Content starts

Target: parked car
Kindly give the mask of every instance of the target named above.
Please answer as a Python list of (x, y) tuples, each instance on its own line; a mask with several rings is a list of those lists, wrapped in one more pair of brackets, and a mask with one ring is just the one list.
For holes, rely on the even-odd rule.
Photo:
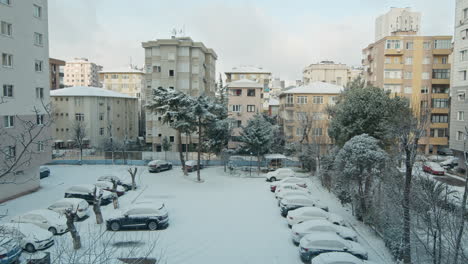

Content ends

◆ **EXERCISE DETAILS**
Leave out every picture, and write out exactly the lines from the one with "Please answer as" through the end of the records above, both ends included.

◆ **ANSWER TO THIS TASK**
Please answer as a Python list of (x, y) tuples, each instance on its own line; a mask with several rings is a list of those lists, wrapped in one more pair of brackets, and a mask with one ring is just the one list.
For holes, rely on the even-odd rule.
Photo:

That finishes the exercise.